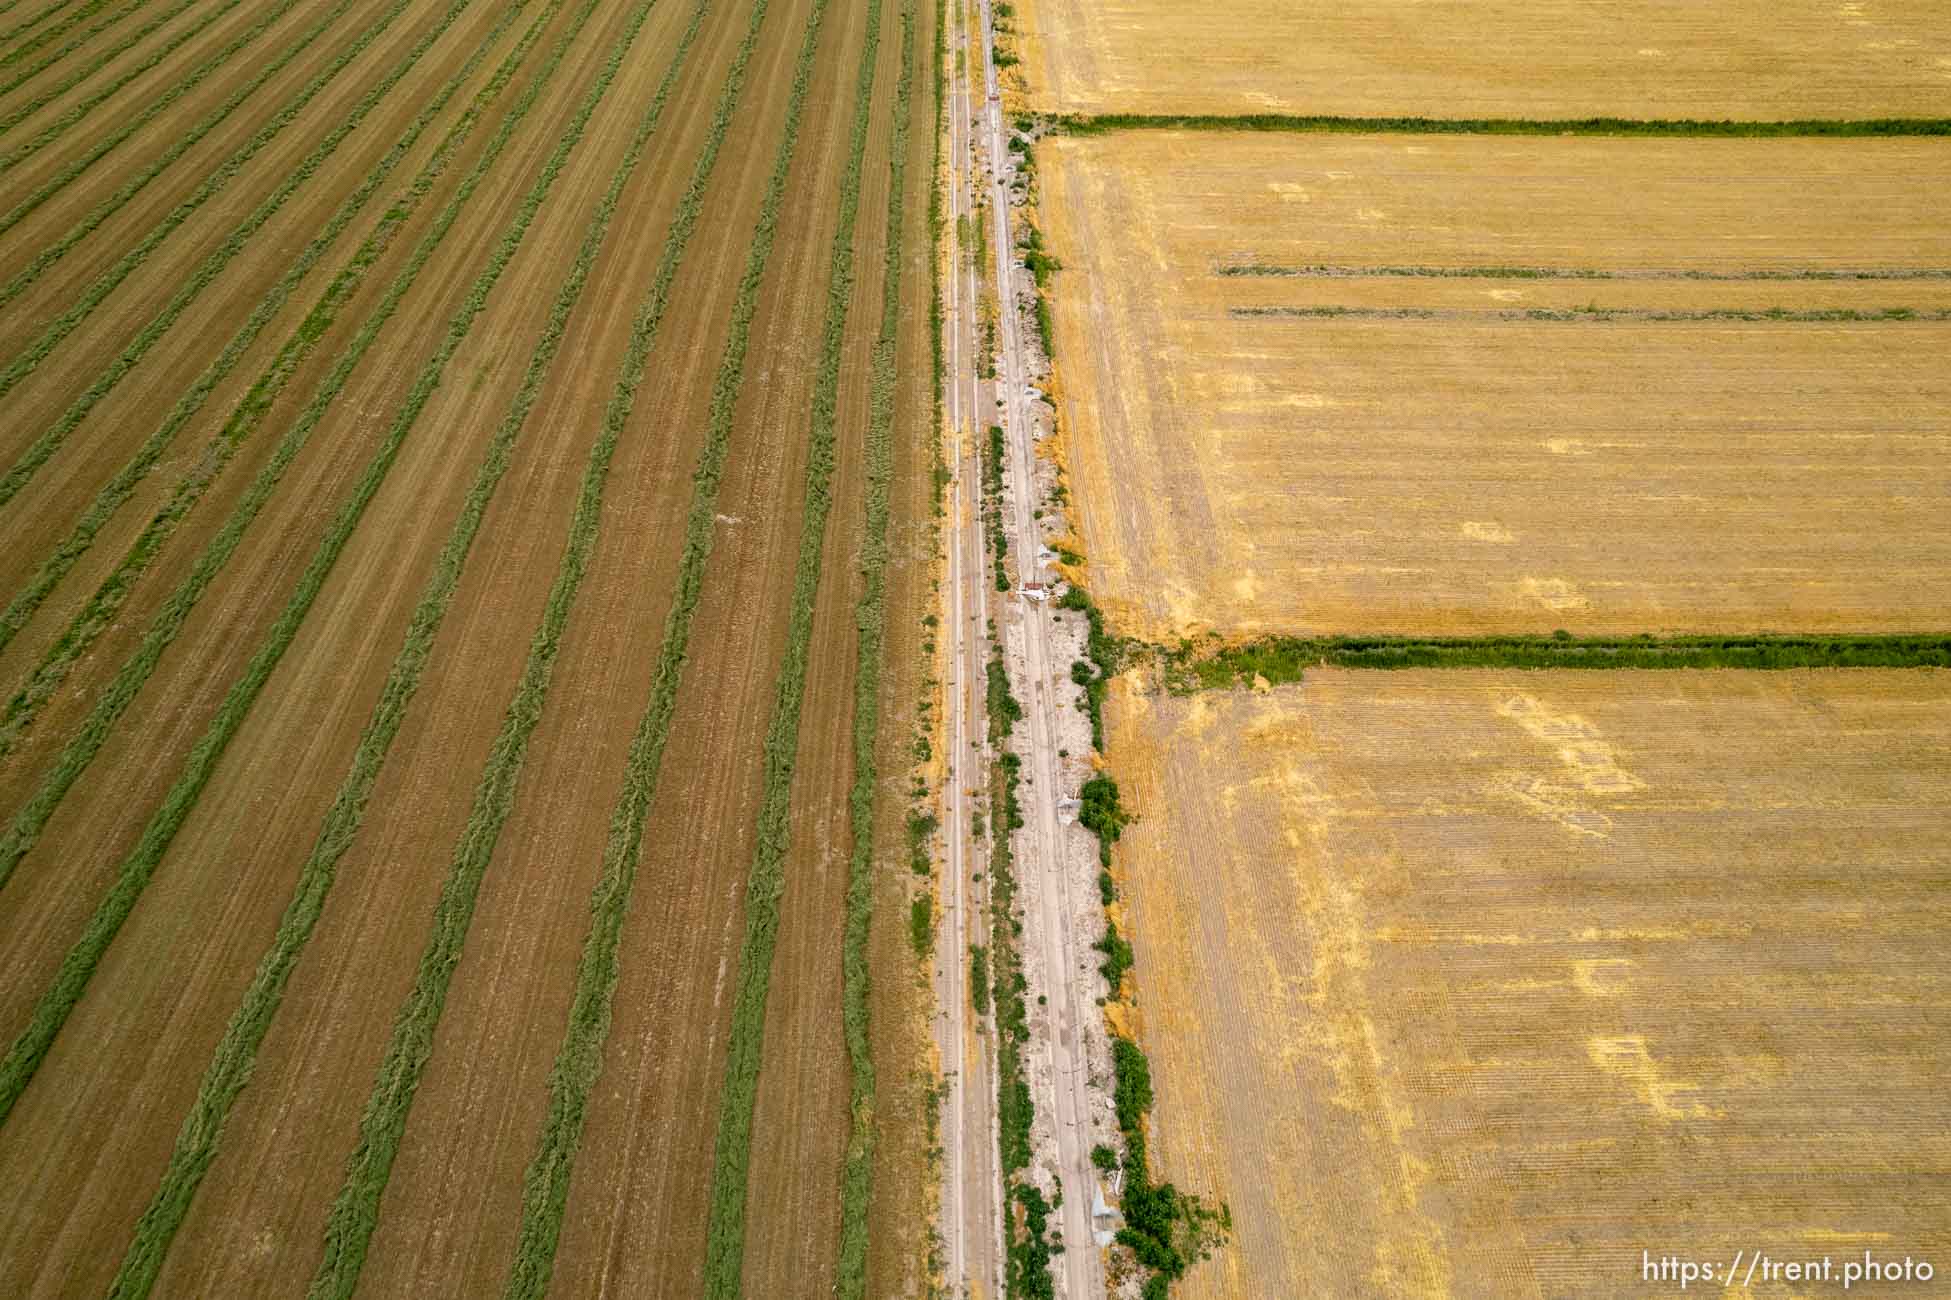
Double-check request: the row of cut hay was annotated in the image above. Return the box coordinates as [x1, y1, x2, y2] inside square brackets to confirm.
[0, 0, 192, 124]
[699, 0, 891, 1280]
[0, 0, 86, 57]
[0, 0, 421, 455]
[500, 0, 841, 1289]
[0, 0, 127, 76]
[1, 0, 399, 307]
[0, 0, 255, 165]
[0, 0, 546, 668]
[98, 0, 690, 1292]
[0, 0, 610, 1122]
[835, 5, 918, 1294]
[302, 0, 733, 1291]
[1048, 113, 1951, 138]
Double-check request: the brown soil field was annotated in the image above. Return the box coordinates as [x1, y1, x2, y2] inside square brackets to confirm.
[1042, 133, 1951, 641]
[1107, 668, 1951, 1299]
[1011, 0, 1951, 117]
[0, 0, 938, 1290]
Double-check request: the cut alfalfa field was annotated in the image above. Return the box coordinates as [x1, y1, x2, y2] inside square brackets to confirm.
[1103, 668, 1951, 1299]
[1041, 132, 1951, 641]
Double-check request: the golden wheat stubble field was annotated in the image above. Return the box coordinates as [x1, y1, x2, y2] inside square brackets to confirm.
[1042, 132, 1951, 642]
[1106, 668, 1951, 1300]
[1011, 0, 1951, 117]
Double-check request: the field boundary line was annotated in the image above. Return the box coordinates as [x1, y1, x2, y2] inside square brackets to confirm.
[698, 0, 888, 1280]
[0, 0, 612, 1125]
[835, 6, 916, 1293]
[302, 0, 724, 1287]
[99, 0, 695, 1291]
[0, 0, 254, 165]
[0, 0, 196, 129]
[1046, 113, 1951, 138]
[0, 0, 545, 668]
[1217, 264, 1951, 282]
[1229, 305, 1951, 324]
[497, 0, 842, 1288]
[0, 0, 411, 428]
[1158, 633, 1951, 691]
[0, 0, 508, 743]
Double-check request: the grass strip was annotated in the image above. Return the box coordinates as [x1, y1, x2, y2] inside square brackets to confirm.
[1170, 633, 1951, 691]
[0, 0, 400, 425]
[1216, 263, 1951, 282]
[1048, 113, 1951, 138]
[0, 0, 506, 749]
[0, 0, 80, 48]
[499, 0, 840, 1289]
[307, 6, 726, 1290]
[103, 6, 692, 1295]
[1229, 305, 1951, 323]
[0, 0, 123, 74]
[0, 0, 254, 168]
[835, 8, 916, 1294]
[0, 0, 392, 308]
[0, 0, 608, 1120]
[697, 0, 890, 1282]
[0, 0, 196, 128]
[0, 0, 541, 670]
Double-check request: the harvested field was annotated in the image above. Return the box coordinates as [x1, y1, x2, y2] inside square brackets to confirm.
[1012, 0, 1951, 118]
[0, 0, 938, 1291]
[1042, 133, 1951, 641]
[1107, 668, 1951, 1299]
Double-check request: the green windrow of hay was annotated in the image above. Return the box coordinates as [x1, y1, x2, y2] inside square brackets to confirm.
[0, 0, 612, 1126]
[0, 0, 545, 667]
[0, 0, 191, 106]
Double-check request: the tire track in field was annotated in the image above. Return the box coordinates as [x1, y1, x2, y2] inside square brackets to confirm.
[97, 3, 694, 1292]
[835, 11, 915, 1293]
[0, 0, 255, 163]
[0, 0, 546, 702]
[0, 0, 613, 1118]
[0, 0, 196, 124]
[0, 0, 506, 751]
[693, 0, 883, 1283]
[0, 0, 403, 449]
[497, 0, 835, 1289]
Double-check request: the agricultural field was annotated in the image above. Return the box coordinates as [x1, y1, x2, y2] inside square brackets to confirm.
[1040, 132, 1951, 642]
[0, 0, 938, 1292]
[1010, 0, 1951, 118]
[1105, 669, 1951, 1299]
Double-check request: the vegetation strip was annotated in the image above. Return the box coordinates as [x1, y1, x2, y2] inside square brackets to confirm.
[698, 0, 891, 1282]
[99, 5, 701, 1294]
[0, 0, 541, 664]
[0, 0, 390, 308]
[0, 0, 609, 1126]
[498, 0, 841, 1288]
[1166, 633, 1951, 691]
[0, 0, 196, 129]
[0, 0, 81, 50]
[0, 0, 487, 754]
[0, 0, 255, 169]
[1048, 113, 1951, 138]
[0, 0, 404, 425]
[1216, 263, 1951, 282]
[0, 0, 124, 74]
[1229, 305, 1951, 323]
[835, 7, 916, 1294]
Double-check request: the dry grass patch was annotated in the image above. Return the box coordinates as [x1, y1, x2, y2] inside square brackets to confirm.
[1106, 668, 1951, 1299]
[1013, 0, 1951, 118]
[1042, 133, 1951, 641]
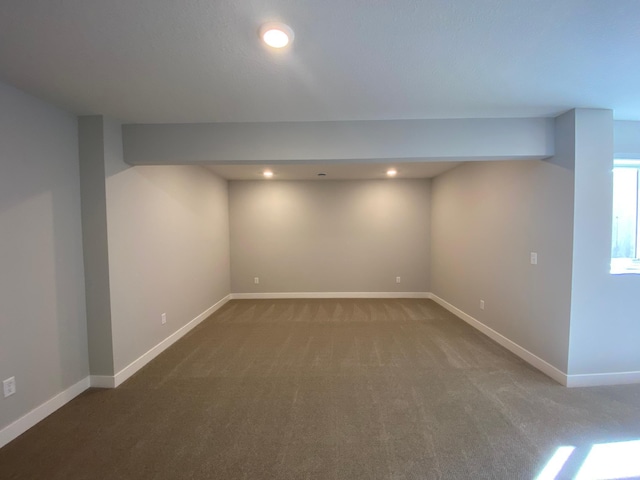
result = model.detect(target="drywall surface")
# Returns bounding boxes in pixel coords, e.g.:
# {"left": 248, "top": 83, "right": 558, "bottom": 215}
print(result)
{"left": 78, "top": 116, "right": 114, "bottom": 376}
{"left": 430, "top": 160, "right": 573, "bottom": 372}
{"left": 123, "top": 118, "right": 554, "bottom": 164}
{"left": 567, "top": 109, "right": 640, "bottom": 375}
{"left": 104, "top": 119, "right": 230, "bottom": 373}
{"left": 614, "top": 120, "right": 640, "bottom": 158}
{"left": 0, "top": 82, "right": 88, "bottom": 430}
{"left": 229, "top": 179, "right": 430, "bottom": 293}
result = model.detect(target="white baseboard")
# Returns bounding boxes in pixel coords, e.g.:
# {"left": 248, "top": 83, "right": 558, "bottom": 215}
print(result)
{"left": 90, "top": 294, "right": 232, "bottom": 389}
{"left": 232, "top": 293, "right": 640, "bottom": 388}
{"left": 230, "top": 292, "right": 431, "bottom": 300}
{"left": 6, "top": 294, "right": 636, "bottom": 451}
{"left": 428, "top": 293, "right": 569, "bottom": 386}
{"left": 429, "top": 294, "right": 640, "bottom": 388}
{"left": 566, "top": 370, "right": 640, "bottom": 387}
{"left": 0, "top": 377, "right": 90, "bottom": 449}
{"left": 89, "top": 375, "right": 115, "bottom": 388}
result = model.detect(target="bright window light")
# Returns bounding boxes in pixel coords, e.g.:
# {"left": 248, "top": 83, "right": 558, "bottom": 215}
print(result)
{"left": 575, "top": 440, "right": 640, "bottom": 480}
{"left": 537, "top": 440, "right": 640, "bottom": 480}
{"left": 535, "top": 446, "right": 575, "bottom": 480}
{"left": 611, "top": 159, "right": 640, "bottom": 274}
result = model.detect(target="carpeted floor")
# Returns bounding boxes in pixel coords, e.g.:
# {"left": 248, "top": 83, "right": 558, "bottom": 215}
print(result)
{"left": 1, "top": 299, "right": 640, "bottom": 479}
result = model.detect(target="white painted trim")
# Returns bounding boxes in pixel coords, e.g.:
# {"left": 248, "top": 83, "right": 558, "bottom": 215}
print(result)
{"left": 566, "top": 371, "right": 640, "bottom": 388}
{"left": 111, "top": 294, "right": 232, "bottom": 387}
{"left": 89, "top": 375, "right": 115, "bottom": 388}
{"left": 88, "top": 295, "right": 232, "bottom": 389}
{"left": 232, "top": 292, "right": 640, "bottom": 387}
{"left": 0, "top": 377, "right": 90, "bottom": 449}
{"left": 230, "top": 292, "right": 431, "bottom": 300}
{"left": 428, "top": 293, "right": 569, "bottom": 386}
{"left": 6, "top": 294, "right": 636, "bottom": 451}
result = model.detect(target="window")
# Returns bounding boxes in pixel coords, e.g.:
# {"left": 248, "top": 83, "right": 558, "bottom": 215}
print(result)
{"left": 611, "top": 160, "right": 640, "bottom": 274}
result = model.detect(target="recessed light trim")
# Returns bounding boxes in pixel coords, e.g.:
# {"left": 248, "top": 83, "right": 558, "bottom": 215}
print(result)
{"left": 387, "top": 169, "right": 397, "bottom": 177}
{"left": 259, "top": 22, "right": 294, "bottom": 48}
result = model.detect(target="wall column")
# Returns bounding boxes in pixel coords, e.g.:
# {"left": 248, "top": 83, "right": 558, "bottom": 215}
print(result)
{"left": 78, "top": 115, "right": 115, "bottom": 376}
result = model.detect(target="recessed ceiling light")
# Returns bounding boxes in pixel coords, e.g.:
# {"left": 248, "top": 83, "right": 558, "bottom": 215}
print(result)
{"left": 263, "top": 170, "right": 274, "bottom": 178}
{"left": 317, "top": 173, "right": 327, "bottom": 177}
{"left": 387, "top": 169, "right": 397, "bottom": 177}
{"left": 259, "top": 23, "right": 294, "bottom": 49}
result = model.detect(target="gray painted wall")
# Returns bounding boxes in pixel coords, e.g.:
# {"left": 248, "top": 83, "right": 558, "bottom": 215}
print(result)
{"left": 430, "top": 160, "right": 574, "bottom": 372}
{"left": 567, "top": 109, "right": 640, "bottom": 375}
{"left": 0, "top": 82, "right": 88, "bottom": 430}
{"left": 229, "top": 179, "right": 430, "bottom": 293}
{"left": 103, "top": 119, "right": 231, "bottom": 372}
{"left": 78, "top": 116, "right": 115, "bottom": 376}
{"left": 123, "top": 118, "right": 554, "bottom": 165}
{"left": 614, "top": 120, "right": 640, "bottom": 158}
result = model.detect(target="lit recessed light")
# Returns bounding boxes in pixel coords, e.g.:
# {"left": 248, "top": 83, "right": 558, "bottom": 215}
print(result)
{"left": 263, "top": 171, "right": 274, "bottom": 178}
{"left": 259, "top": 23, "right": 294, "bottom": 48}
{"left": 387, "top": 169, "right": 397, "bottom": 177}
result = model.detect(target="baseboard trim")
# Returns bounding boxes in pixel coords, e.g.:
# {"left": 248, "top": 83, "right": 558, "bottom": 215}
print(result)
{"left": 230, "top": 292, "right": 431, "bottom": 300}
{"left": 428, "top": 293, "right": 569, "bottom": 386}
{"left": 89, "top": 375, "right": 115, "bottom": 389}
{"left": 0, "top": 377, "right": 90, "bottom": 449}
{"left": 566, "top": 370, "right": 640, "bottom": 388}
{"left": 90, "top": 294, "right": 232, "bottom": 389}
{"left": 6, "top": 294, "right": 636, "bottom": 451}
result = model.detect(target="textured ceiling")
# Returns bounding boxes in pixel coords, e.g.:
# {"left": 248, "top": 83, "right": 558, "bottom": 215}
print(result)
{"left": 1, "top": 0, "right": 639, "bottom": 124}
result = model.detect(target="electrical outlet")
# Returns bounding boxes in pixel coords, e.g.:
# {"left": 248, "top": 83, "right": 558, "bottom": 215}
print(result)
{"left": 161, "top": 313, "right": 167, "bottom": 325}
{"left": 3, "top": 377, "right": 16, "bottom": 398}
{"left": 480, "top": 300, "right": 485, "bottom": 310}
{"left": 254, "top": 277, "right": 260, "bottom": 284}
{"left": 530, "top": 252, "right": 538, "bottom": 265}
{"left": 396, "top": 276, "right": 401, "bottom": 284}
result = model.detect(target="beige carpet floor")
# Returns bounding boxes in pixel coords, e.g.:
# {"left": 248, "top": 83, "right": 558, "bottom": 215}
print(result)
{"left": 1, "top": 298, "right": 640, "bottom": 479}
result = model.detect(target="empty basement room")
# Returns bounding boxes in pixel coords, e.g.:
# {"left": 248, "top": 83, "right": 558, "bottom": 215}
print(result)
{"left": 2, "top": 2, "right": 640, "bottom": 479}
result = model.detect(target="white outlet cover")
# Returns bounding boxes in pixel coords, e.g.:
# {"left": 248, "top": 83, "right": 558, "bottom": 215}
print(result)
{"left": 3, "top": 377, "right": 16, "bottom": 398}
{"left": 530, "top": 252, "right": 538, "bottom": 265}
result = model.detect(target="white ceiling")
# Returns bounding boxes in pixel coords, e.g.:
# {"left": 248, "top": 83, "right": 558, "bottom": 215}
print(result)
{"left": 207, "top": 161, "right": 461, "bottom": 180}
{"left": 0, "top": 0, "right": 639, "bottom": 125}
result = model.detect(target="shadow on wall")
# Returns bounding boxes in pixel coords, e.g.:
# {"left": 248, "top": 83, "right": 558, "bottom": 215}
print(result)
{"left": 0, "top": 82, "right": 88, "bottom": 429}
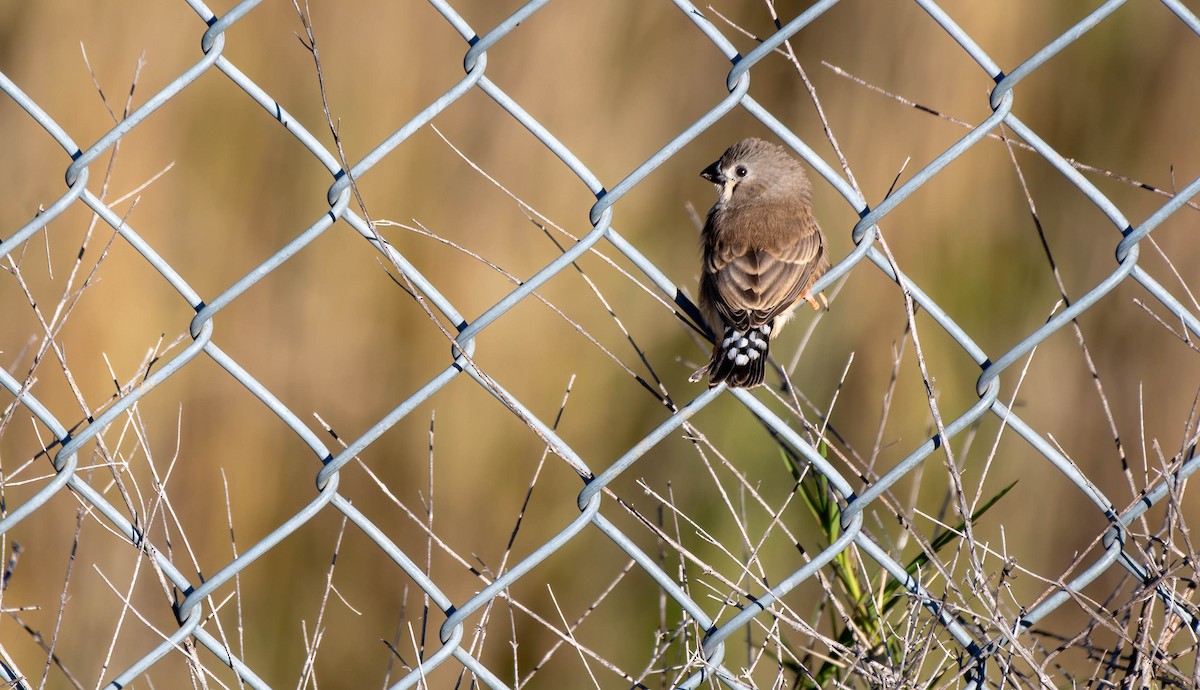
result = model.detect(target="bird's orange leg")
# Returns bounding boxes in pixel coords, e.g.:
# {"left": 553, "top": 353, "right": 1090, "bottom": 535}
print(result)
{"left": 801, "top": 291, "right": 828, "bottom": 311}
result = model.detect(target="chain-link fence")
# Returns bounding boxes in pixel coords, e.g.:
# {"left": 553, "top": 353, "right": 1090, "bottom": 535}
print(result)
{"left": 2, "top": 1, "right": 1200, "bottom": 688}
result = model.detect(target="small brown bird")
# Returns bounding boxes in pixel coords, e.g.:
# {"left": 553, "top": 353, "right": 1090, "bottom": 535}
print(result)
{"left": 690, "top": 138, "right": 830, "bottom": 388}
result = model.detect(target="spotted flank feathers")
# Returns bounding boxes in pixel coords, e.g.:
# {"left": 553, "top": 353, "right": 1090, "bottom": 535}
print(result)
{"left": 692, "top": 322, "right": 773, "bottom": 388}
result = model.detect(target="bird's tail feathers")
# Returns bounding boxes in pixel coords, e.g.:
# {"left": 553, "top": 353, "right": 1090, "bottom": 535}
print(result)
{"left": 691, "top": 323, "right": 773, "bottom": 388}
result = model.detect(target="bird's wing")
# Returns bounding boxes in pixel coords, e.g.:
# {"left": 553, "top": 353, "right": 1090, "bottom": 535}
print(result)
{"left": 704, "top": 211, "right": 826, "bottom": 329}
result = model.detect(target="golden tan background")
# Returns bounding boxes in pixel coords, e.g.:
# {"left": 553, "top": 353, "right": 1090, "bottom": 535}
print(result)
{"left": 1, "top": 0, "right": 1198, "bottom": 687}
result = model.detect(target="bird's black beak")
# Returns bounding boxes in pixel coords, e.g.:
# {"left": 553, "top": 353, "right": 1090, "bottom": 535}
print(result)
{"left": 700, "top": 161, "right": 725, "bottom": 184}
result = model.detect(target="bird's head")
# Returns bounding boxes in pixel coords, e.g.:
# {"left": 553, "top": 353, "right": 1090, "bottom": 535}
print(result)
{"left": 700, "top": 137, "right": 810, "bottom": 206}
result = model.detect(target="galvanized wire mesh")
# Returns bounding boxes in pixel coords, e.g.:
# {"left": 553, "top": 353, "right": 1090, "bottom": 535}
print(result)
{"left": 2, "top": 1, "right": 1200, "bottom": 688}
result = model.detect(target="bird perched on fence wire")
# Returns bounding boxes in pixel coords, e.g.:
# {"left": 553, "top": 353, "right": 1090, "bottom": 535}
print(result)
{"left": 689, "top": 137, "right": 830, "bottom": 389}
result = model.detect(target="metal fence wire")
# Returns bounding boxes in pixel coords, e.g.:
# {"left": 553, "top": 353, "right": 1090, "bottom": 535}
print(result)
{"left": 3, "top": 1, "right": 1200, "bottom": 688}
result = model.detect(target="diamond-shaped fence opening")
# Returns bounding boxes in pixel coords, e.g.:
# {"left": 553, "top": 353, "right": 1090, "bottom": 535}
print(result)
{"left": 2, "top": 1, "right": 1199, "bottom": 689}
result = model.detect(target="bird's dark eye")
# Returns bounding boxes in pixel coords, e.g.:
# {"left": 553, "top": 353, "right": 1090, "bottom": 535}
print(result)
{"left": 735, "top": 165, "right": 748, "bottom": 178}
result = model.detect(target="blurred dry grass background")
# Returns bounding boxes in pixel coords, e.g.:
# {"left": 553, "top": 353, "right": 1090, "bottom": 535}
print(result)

# # # # #

* [EXERCISE BRIEF]: Go through the entries above and report each line with the string "light" in it.

* [RESULT BELOW]:
result = model.detect(target="bright window light")
result = model.detect(target="recessed light trim")
result = model.detect(target="recessed ceiling light")
result = model.detect(target="lit recessed light")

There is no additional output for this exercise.